• _Reading text_
The rest of this article unpacks each of these points with tactical detail, legislative citations and worked examples.

Background, Existing System, UPC and Italy’s Role

UPC Jurisdiction and Timeline

The Unified Patent Court became operational on 1 June 2023, creating a single court with jurisdiction over European patents (including Unitary Patents) across Contracting Member States. Italy ratified the UPC Agreement and is a full participant, meaning that European patents designating Italy fall within the UPC’s jurisdiction unless the patent holder has filed an opt-out under Article 83 of the UPC Agreement. The UPC operates through a Central Division (with seats in Paris and Munich), Local Divisions and Regional Divisions. Italy hosts a Local Division in Milan, which handles patent litigation in Italy under UPC rules.

For patentees, the practical implication is a genuine choice: enforce a European patent through Italy’s specialised IP sections (the Sezioni Specializzate in Materia di Impresa) or through the UPC’s Milan Local Division (or the Central Division for revocation actions). This forum selection question, UPC vs Italian courts, has become the single most consequential tactical decision in European patent enforcement, and the 2026 reforms alter the variables on both sides of the equation.

How Italian Courts Historically Manage Patent Preliminary Injunctions

Italy’s specialised IP sections, located in designated courts such as Milan, Rome, Turin and Bologna, have historically offered a robust system for patent injunctions. The standard for obtaining a preliminary injunction (provvedimento cautelare) requires the applicant to demonstrate fumus boni iuris (a prima facie case on the merits) and periculum in mora (urgency or risk of irreparable harm). Italian courts have been willing to grant ex-parte preliminary measures in cases of genuine urgency, and the descrizione procedure, a court-supervised evidence inspection and seizure at the alleged infringer’s premises, remains one of Italy’s most powerful enforcement tools. Understanding this baseline is essential for evaluating what the 2026 reforms actually change.

What Changed, Italy’s IP Code 2026 (Italian IP Code 2026)

Key Amendments: Injunctions, Damages, Evidentiary Presumptions

The 2026 amendments to the Codice della Proprietà Industriale (CPI) refine several provisions that directly affect patent litigation strategy. The changes address three core areas: the standards for granting injunctive relief, the methodology for computing patent damages, and the evidentiary framework for establishing infringement.

• _Rows_

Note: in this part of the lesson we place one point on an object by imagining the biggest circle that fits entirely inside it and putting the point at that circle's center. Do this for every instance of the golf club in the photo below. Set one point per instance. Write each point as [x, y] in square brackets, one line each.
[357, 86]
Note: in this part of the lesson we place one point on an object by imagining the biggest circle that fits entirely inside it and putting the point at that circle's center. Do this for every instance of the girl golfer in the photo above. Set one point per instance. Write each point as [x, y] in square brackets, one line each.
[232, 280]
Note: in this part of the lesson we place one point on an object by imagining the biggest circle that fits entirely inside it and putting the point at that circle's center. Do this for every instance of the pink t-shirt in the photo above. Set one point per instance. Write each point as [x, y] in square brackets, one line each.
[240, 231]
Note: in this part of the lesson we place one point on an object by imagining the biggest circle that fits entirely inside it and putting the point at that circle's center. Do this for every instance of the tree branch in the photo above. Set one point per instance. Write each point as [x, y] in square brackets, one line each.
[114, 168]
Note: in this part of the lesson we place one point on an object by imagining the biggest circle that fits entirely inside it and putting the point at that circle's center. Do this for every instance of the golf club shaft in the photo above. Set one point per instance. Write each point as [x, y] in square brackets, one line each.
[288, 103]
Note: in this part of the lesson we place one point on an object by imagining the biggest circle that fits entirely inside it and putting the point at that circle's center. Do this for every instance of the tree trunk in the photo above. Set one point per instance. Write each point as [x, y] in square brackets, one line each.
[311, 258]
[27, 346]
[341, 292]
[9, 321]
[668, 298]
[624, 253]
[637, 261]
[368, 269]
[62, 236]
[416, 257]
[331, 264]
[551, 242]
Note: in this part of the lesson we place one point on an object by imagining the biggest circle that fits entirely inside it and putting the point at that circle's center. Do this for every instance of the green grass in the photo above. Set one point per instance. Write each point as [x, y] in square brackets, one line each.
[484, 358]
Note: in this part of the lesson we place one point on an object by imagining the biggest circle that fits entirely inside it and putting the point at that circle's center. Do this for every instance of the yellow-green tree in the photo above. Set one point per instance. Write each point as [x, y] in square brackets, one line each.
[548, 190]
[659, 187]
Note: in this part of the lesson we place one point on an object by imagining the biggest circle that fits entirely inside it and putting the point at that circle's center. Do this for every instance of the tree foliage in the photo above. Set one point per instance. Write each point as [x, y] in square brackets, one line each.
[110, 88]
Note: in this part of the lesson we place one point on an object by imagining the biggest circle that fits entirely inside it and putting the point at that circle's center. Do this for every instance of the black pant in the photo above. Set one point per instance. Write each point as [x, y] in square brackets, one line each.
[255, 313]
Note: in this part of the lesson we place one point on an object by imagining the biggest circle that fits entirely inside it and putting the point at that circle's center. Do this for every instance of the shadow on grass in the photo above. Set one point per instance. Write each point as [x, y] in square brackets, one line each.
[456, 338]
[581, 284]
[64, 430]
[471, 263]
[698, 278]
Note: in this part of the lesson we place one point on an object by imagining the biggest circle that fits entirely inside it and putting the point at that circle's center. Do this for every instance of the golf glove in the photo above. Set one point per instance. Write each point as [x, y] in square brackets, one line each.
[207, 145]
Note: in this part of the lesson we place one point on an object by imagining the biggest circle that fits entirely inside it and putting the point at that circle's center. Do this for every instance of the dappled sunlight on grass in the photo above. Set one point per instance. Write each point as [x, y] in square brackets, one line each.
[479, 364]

• _Exercise requirements_
(1) In the Italian patent litigation article, which city hosts Italy's UPC Local Division?
(2) Decide whether each statement agrees with the Italian patent litigation article. Answer yes or no for each, and quote the words from the article that settle it.
(a) The Unified Patent Court began operating on 1 June 2023.
(b) The UPC's Central Division has seats in Rome and Turin.
(c) Italian courts do not grant ex-parte preliminary measures.
(3) Pick up the Italian patent litigation article after its final sentence and keep writing it.
The material above is separate from the Italian patent litigation article.

• _Answers to the exercise_
(1) Milan.

(2)
(a) Yes: "The Unified Patent Court became operational on 1 June 2023"
(b) No: "a Central Division (with seats in Paris and Munich)"
(c) No: "Italian courts have been willing to grant ex-parte preliminary measures in cases of genuine urgency"

(3)
On injunctive relief, the amended CPI clarifies the proportionality assessment that courts must apply when deciding whether to grant a permanent injunction. The reforms codify principles that Italian courts had been developing through case law, requiring judges to weigh the scope of the injunction against the economic impact on both parties and third-party interests. This does not weaken the injunction remedy; rather, it provides a more predictable framework for its application.

On damages, the amendments strengthen the patentee’s position by refining the statutory basis for claiming lost profits and providing clearer guidance on reasonable-royalty calculations. The revised provisions encourage courts to consider the infringer’s actual profits as one factor in determining the royalty base, moving closer to a hybrid model that accounts for both the patentee’s loss and the infringer’s gain.

On evidentiary presumptions, the reforms introduce a more structured burden-shifting mechanism in cases involving process patents, reinforcing the reversal of the burden of proof where the patented process produces a new product.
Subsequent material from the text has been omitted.